According to the second writer in the film commentary below, why is the remote-control rewind scene not a flaw? Answer in one to three sentences.

* TEXT PROVIDED:

#####

The only aspect I would see as an improvement is the excision of the Brechtian interregnum of Arno Frisch's character (using the TV remote to pause and rewind the film to change events). It was an unnecessary and annoying tactic that threw cold water on the film's very real horror.
But the "very real horror" on-screen is all artifice, and we're supposed to understand that.

The film - and that scene in particular - is a means by which Haneke interrogates the audience's reaction, its reflexive passions, as well perhaps an interrogation (if not indictment) of the whole genre of "revenge" cinema. Haneke is underscoring how certain dramatic conventions provoke something akin to a Pavlovian response in the viewer. And it's easy to do so: (1) enable the viewer to personally identify with the protagonist; (2) introduce a dark force/person that places that protagonist in great peril; (3) illustrate the inherent evil/moral ambivalence of the perilous element and simultaneously the desparation and hopelessness of the protagonist's situation; finally, (4) allow the protagonist an opportunity to escape the peril and - of crucial importance - create the necessity of her exacting a morally justifiable "vengeance" in order to do so.

Blam!

Out comes the remote, the tape is rewound, and Haneke reveals the artifice. And we recognize having fallen for an all-too-typical and familiar genre convention, but in his film it's highlighted, underscored, fixed wriggling to a pin for our consideration. He is interrogating and allowing us to explore our response to a certain set of situational ethics. And these "situational ethics" are so attractive to the human animal as to have created a narrative genre unto itself, a "safe" context within which we can antagonize the bloodlust and then satisfy it, neatly delivered and commoditized, and without deviating from the precise stimulae that allows for guilt-free, reflection-free, um, enjoyment.

#####

Outline labeling records
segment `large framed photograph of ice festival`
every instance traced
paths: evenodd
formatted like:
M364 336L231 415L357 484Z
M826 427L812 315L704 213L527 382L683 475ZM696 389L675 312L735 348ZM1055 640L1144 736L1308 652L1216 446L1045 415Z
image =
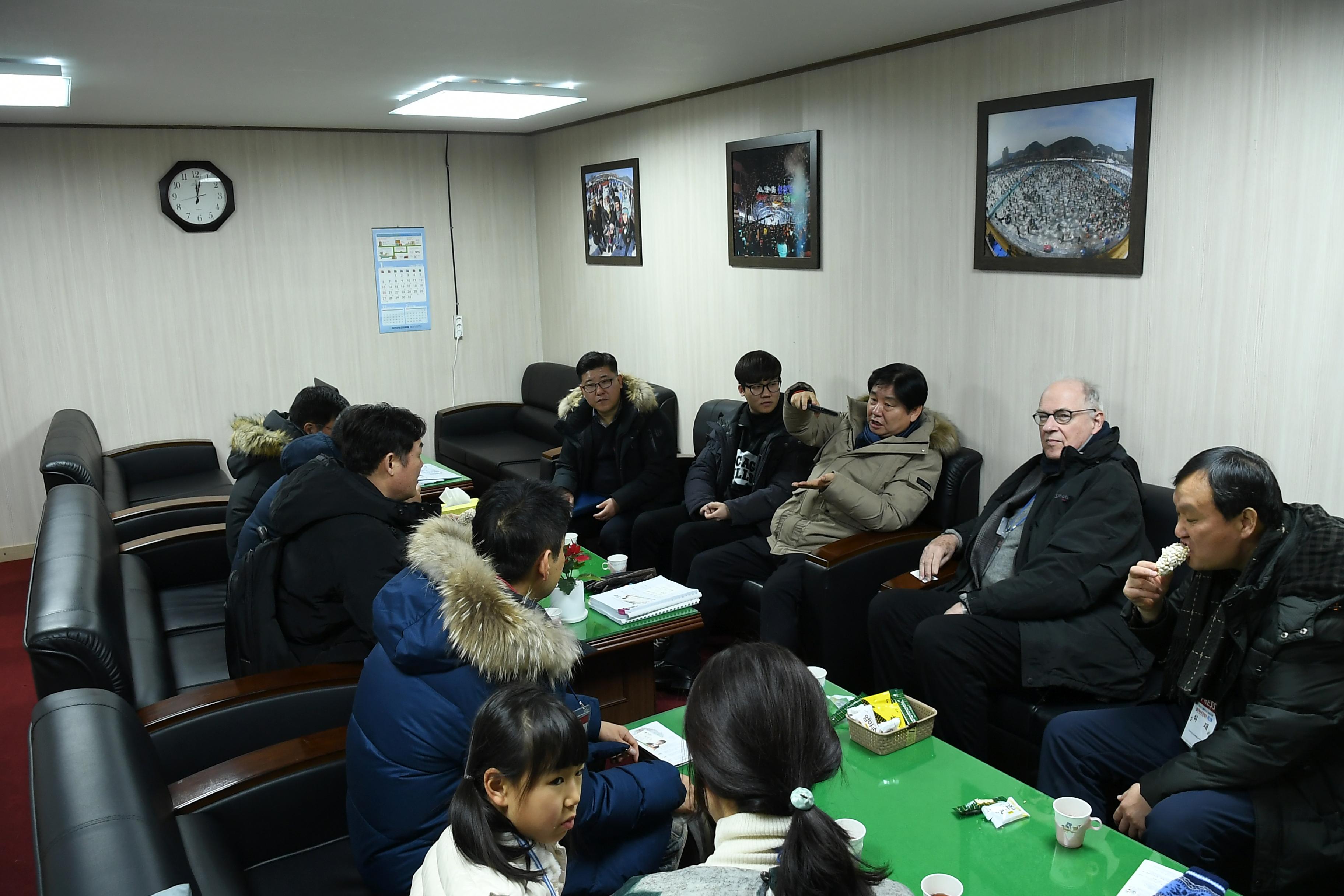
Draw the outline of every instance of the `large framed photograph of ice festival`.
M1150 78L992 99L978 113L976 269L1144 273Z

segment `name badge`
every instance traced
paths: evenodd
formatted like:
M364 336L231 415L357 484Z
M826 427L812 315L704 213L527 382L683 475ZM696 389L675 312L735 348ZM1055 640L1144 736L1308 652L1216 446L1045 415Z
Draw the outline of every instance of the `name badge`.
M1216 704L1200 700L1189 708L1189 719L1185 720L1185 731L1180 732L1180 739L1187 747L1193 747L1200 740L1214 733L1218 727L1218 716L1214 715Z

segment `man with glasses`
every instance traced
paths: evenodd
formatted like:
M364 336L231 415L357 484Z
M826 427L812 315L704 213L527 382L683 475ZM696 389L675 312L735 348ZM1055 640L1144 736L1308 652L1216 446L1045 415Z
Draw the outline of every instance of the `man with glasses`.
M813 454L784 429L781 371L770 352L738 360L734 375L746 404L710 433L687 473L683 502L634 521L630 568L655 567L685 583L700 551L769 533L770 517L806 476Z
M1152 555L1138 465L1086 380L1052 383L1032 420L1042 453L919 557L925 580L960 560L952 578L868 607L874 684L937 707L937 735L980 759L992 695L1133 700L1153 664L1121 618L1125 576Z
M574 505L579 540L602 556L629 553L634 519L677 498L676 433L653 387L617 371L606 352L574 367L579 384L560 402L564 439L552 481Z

#####

* RESULT:
The writer holds that the film's "very real horror" is all artifice and that viewers are supposed to understand this. When the remote comes out and the tape is rewound, Haneke reveals that artifice right after building a familiar revenge setup. Viewers then recognize that they fell for a typical genre convention and can examine their own response to its situational ethics.